[Records from a collection]
**********
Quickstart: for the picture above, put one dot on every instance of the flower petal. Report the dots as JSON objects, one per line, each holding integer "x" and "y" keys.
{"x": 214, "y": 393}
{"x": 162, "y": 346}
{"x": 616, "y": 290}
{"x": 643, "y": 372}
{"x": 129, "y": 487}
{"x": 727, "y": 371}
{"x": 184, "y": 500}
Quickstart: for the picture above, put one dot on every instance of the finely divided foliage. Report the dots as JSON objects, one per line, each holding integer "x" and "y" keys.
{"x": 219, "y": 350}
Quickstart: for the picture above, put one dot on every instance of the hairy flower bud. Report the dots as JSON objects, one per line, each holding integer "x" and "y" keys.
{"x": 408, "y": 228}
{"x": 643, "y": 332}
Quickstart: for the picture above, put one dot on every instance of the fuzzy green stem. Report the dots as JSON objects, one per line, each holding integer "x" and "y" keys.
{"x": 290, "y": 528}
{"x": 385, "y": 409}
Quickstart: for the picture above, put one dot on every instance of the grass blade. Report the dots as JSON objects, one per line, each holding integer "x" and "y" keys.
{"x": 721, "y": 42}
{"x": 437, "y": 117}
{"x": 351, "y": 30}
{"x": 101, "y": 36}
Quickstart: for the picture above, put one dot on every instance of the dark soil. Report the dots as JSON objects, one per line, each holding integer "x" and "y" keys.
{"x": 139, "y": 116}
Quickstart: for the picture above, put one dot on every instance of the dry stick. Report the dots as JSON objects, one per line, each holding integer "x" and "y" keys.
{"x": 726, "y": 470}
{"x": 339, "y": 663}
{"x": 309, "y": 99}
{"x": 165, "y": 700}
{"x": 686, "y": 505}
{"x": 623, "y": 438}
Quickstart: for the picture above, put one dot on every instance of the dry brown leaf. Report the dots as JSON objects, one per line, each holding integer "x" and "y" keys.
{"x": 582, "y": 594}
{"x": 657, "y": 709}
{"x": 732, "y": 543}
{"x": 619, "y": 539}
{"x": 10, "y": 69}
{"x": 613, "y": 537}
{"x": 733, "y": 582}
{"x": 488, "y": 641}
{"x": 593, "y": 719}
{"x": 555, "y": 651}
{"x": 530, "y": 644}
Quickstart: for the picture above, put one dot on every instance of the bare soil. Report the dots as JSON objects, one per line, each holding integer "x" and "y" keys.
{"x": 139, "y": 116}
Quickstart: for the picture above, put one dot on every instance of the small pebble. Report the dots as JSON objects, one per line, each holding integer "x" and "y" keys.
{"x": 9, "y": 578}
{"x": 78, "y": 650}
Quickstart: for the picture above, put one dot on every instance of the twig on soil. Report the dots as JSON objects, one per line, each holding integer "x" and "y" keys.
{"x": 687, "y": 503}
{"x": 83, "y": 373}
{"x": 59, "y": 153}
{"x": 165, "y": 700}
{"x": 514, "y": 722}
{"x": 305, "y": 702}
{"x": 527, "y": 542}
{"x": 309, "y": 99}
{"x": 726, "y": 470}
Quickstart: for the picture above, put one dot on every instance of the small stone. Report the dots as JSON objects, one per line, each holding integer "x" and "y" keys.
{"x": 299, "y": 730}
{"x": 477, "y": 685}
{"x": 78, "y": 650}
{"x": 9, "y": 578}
**********
Required task:
Print all of the records above word for word, changing nothing.

The result:
Quickstart: for the picture above, put one dot on every instance of the flower petal. Report the dots as JSON objects, one per line, each holding integer "x" and "y" keys.
{"x": 214, "y": 393}
{"x": 162, "y": 346}
{"x": 616, "y": 290}
{"x": 643, "y": 372}
{"x": 129, "y": 487}
{"x": 727, "y": 371}
{"x": 184, "y": 500}
Quickstart: for the picture above, put one dot on every instance of the finely divided foliage. Report the dots as JSON objects, one per line, each holding integer "x" and "y" keys.
{"x": 219, "y": 350}
Quickstart: for the picture above, put one dot on every instance of the hairy flower bud. Report the dots as JSON objects, one per line, each holding integer "x" and "y" keys.
{"x": 408, "y": 228}
{"x": 643, "y": 332}
Quickstart: for the picture above, put one dot on every instance of the fuzzy green stem. Report the dots as JSON objects, one per line, each holding integer "x" and "y" keys.
{"x": 290, "y": 528}
{"x": 385, "y": 409}
Quickstart: for the picture above, put one dot on every instance of the grass blade. Report the dots as JSON objects, one per line, each holding integer "x" and "y" keys.
{"x": 721, "y": 42}
{"x": 437, "y": 117}
{"x": 351, "y": 30}
{"x": 101, "y": 36}
Quickstart: for the picture above, put one dot on every instance of the dark soil. Report the dots as JSON objects, one per line, each holding integer "x" and "y" keys.
{"x": 139, "y": 116}
Quickstart: for the picture above, put one dot on every instance of the dry stick. Report the dots as JSON objects, one per line, each holding integer "x" and "y" keys.
{"x": 726, "y": 470}
{"x": 339, "y": 663}
{"x": 309, "y": 99}
{"x": 165, "y": 700}
{"x": 686, "y": 505}
{"x": 623, "y": 438}
Quickstart: for the picture above, put one dot on every instance of the dry brown leaf. Report the dots as JSON objects, one per line, each holding integer "x" and "y" keys.
{"x": 582, "y": 594}
{"x": 657, "y": 709}
{"x": 732, "y": 543}
{"x": 619, "y": 539}
{"x": 10, "y": 69}
{"x": 613, "y": 537}
{"x": 733, "y": 582}
{"x": 488, "y": 641}
{"x": 593, "y": 719}
{"x": 555, "y": 651}
{"x": 530, "y": 644}
Quickstart: for the picture above, put one dot on every instance of the bare soil. Report the dots as JSON objects, one per line, each holding integer "x" and "y" keys.
{"x": 139, "y": 116}
Quickstart: for the picture above, put one dot on every instance of the small pebble. Report the dots as JSON objects, one per line, each holding integer "x" and "y" keys.
{"x": 9, "y": 578}
{"x": 78, "y": 650}
Quickstart: for the picture above, put one dot on every instance of the twig on soil. Report the dots as JSON objects, one per line, each holding integer "x" and "y" keys.
{"x": 687, "y": 503}
{"x": 83, "y": 373}
{"x": 59, "y": 153}
{"x": 165, "y": 700}
{"x": 514, "y": 722}
{"x": 305, "y": 702}
{"x": 527, "y": 542}
{"x": 309, "y": 99}
{"x": 726, "y": 470}
Quickstart: for the picture above, put one dot on every instance of the small stone. Report the dots as JSON objects, one per line, each holding integer "x" and "y" keys.
{"x": 299, "y": 730}
{"x": 477, "y": 685}
{"x": 78, "y": 650}
{"x": 9, "y": 578}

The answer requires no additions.